-- What you should do --
The listing below should be copied in full, word for word.

-- Extracted records --
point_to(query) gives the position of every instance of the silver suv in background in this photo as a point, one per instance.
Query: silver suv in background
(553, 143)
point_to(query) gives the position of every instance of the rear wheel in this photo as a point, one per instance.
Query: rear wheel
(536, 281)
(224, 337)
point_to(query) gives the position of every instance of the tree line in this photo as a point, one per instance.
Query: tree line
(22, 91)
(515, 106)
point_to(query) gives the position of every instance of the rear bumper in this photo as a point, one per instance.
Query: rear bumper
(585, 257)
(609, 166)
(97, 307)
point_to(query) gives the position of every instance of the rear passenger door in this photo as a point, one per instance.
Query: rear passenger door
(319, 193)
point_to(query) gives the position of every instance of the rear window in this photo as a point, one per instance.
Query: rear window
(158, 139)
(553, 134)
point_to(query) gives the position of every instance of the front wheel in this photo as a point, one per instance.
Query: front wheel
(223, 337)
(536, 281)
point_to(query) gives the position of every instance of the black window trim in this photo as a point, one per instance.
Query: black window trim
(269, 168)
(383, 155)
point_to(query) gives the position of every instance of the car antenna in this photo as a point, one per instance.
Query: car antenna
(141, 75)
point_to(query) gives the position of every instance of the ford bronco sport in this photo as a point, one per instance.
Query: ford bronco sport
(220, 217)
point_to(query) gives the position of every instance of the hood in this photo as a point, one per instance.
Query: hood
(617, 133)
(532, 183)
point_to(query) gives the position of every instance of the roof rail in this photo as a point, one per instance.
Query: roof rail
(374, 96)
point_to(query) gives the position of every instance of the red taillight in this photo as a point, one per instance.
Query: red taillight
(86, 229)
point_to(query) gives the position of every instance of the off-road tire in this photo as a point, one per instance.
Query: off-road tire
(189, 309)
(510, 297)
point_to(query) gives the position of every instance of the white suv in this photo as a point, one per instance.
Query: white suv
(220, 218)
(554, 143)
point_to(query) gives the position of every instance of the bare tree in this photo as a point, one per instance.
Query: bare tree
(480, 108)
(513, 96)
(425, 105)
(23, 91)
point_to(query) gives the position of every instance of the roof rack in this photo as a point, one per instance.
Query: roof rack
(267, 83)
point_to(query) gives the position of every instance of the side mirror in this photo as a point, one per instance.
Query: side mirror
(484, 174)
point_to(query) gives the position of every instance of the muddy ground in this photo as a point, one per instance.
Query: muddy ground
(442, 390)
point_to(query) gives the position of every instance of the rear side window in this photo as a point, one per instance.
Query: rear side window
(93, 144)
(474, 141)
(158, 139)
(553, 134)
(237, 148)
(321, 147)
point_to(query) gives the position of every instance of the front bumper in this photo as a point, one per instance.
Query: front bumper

-- Answer below --
point_to(query) gives the position of every instance of the silver suv in background in this photo as a point, one per instance.
Query: silver suv in background
(553, 143)
point_to(query) gives the position of every instance of the rear wheel in this photo as a point, one per instance.
Query: rear wheel
(536, 281)
(224, 337)
point_to(query) gives the position of every instance of the tree line in this photo as a point, one per instance.
Query: tree line
(22, 91)
(515, 106)
point_to(query) gives the position of every instance of the rear bumper in this photo as a point, one per instance.
Query: rear bumper
(585, 257)
(609, 166)
(97, 307)
point_to(query) gives the position of every instance of the rear passenger door in this photo as a point, one per instance.
Query: rear passenger door
(319, 193)
point_to(query) gives the position of every instance of the rear window in this photo as a point, one per instance.
Query: rear window
(158, 139)
(553, 134)
point_to(query) gives the position of every instance of the front wheel in this photo as a point, one per instance.
Query: front wheel
(223, 337)
(536, 281)
point_to(query) gives the position of every instance of the black window trim in this photo as a point, one per instance.
Query: black window trim
(269, 168)
(383, 155)
point_to(query) gives the position of every instance of the car antenna in this photo as a point, one per instance.
Query: car antenna
(141, 75)
point_to(query) gives the position of every instance of the ford bronco sport in this photo as a point, one per instance.
Query: ford bronco sport
(220, 217)
point_to(query) gives the position of every instance of the hood in this photo as a point, one per instance.
Query: hood
(617, 133)
(532, 183)
point_to(query) gives the position of every instance of the roof rail in this photo as a point, one per instance.
Query: roof rail
(374, 96)
point_to(query) gives the position of every instance of the red taillight in this photo as a point, one per instance.
Query: red taillight
(86, 229)
point_to(query) gives the position of every instance of the off-road tire in this photo as a point, one per instance.
Query: off-road tire
(189, 309)
(510, 297)
point_to(query) gives the position of every instance of the white suv in this photo as a point, one per instance.
Query: white suv
(220, 218)
(554, 143)
point_to(query) gives the position of every instance of the bare tree in this photo as a point, one per instance.
Query: bare tree
(480, 108)
(513, 96)
(425, 105)
(23, 91)
point_to(query) gives the position of every instance of the roof rack in this photo as a point, one per instance.
Query: roof rack
(267, 83)
point_to(query) gives the position of every instance of the side mirror in this photo as a point, one per instance.
Query: side mirror
(484, 174)
point_to(query) gives the position of every instance of the muddy ground in this photo as a point, one per instance.
Query: muddy ground
(442, 390)
point_to(query) gives the position of every instance of the rear side window in this photo as a point, one per instance.
Query: rear side window
(93, 144)
(474, 141)
(158, 139)
(553, 134)
(237, 148)
(321, 147)
point_to(query) gives the position of every instance of the front bumper in this photo as a point, one per instance.
Query: front bumper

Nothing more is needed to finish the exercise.